** GOAL OF THE EXERCISE **
Please output all the entries word for word, without the pictures.

** GIVEN RECORDS **
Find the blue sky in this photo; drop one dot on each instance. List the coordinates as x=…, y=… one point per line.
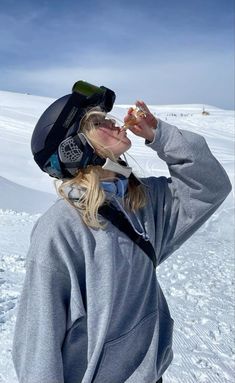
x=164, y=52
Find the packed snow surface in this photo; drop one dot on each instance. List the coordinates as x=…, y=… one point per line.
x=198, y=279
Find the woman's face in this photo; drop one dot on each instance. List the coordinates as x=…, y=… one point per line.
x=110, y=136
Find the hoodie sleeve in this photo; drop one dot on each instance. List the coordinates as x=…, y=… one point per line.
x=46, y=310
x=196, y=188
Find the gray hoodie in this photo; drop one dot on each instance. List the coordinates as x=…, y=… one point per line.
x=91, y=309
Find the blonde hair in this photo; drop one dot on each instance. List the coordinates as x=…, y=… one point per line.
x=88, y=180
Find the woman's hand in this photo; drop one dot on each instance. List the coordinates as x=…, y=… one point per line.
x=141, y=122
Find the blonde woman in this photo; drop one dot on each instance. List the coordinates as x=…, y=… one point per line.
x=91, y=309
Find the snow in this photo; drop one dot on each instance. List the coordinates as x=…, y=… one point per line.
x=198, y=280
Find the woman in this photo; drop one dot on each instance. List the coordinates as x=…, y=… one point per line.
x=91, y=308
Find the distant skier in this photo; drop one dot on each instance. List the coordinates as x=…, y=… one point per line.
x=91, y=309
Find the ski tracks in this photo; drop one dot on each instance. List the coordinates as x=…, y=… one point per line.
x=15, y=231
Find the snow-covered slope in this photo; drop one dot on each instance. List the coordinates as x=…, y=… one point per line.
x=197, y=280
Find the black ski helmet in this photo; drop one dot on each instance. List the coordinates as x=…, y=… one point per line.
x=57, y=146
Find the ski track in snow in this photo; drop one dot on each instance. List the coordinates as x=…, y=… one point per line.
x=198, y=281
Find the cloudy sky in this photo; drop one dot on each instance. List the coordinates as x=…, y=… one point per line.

** TASK RESPONSE **
Find the blue sky in this photo; drop one dot on each instance. List the coordinates as x=…, y=… one point per line.
x=164, y=52
Find the packed snow surface in this photo; drop one dot on each instance. List the coordinates as x=…, y=… one point per line.
x=198, y=279
Find the woman's face in this photo; drop one dot on each instance. List the coordinates as x=…, y=… one point per line.
x=110, y=136
Find the hoodie sleeve in this photo; drop one dot on each instance. List the coordinates as x=…, y=… one point per line.
x=46, y=310
x=196, y=188
Find the gray hoodie in this photo; drop one dot on each instance. List the coordinates as x=…, y=… one point per line.
x=91, y=309
Find the blonde hair in this photo; drop one dot on each instance. List the coordinates as x=…, y=… one point per line.
x=88, y=180
Find the woman's hand in this photo; drop one dot on each instance. List the coordinates as x=…, y=… one point per line.
x=141, y=122
Find the blonde woman in this photo; drop one dot on each instance. List the coordinates as x=…, y=… one point per line.
x=91, y=309
Find the snow in this photo; drop one dot on each instance. List the coordinates as x=…, y=… one point per line.
x=198, y=280
Find the woman in this photo; drop one dot on each instance. List the coordinates as x=…, y=… one point per line.
x=91, y=308
Find the distant skier in this photo; drop one dot on each instance. List the coordinates as x=…, y=… one point per line.
x=91, y=309
Find the ski tracks in this photo; drop one dot on each instance. List the coordinates as x=…, y=… one point per line.
x=15, y=231
Find the snow-covered slope in this photo; drop one dot on each instance. List the coordinates as x=…, y=… one point per line.
x=197, y=280
Find the black ski helmet in this photo; drop one dot on each instance. List the coordinates as x=…, y=… one point per line.
x=57, y=146
Find the ski track in snow in this photo; drop one dot on each instance. List the coordinates as x=…, y=… one point per line.
x=198, y=281
Find the cloudy sky in this photo; drop one dot on each instance. List the coordinates as x=…, y=… one point per line.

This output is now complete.